*WRITTEN REQUEST A*. In the Django notes below, condense the paragraph beginning "requirements.txt To get a list" into a short bulleted list that keeps its main facts.

This is a straight copy/paste:

Tango with Django (with Stijn) → https://docs.djangoproject.com

Flask: Microframework, good for no models and quick web stuffz. / http://flask.pocoo.org/ Stijn used for APIs, you may not need models.


PIP: Python Package Index → use virtualenv to manage various Django installations and versions. / http://pypi.python.org/pypi/pip Equivalent of Ruby’s RVM. Create virtual environment mkvirtualenv <name of project> --no-site-packages Activate the virtual environment source env/bin/activate Set up alias! Edit .bash_profile alias workon='source env/bin/activate' Now to activate your project environment, type: workon <name of project> Install Django & other infrastructure pip install django


Django extensions: very useful! Stijn will come back to this later.

requirements.txt To get a list of all installed, type pip freeze. pip freeze > requirements.txt → Pipe your contents into requirements.txt pip install -r requirements.txt → Installs all app requirements / dependencies.


For larger projects: common.txt development.txt → Django extensions, debugging production.txt → gunicorn: Server that is only used in production.


Deployment: can be as hard or as easy as you want. BASICS: Do it in the very same way you install something locally. Use different servers: Frontend → serve lots of requests at the same time and protect backend app. If frontend getting hammered, only send a couple requests to backedn. Ideal frontend server is nginx. Backend → use gunicorn port of Unicorn in Ruby world (!!) instead of python manage.py runserver. Install with pip. Uwgsi / Nginx module that replaces gunicorn. What about Git? If you have shell access on server, just SSH login to server, pull your repository. Create virtualenv there. Use this env to install requirements. Run server with gunicorn. Ways to make this easier: Fabric, like Capistrano. → Deployment tool, abstraction of this parent bullet. pip install fabric Fabric just consists of file with functions in it: RUN, which will run something on remote server specified. And LOCAL. Docs: http://docs.fabfile.org/en/1.2.2/index.html http://www.slideshare.net/andymccurdy/python-deployment-with-fabric [Slide 17] fabfile.py in project directory. fab list → list of available methods, which are the ones you’ve written.

*WRITTEN REQUEST B*. Extract, unchanged, the lines of the records below, from the line containing "of the sky." through the last line of the records, including both ends.

(Entries taken from a collection)
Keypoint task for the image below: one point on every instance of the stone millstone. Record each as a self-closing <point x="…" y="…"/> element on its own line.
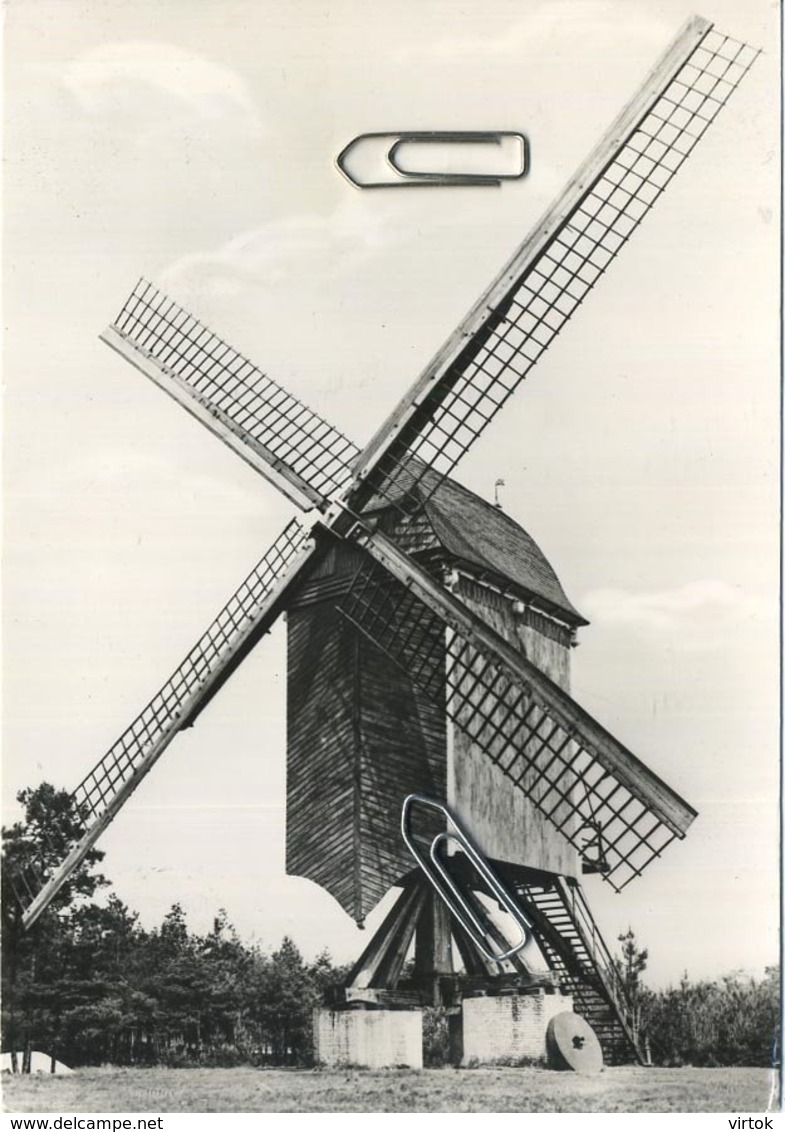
<point x="573" y="1045"/>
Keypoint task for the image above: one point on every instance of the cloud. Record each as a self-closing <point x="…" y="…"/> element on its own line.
<point x="147" y="87"/>
<point x="701" y="614"/>
<point x="318" y="246"/>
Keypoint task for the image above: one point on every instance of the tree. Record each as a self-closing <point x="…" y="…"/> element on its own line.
<point x="33" y="960"/>
<point x="630" y="968"/>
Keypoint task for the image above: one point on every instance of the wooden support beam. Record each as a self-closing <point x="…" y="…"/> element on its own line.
<point x="382" y="961"/>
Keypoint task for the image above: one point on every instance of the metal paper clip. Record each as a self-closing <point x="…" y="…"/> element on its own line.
<point x="449" y="891"/>
<point x="408" y="178"/>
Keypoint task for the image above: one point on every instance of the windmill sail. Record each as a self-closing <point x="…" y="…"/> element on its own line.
<point x="582" y="779"/>
<point x="238" y="627"/>
<point x="288" y="443"/>
<point x="537" y="292"/>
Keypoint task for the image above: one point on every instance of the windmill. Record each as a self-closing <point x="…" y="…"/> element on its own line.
<point x="428" y="636"/>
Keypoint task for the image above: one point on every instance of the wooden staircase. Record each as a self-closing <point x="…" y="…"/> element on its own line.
<point x="576" y="951"/>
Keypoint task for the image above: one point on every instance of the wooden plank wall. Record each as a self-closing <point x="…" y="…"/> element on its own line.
<point x="505" y="824"/>
<point x="359" y="738"/>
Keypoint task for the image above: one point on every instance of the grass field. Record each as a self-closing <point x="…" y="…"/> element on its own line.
<point x="448" y="1090"/>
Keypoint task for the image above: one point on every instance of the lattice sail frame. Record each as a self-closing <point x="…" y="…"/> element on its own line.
<point x="102" y="791"/>
<point x="252" y="404"/>
<point x="515" y="320"/>
<point x="519" y="725"/>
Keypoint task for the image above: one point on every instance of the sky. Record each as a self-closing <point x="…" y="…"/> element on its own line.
<point x="194" y="143"/>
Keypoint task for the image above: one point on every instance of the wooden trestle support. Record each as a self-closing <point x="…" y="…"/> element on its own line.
<point x="578" y="960"/>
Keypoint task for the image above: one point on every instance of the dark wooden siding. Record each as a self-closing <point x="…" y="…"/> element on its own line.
<point x="359" y="739"/>
<point x="506" y="825"/>
<point x="403" y="752"/>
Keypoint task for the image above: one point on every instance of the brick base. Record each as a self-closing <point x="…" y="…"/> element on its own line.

*OUTPUT A*.
- pip freeze lists everything installed.
- pip freeze > requirements.txt pipes that list into requirements.txt.
- pip install -r requirements.txt installs all the app's requirements and dependencies.

*OUTPUT B*.
Keypoint task for the image above: one point on every instance of the sky. Record each as a self-closing <point x="…" y="…"/> element on its own line.
<point x="194" y="143"/>
Keypoint task for the image above: one point on every instance of the wooden trestle support. Record each as a self-closing <point x="…" y="…"/> element on its own line.
<point x="578" y="960"/>
Keypoint task for the image above: one point on every instance of the dark wooden siding. Record each as a self-closing <point x="…" y="…"/> element on its own line.
<point x="359" y="739"/>
<point x="506" y="825"/>
<point x="403" y="752"/>
Keypoint task for the image above: one point on every instance of the brick base. Record each as a self-closing <point x="…" y="…"/> element on its own line.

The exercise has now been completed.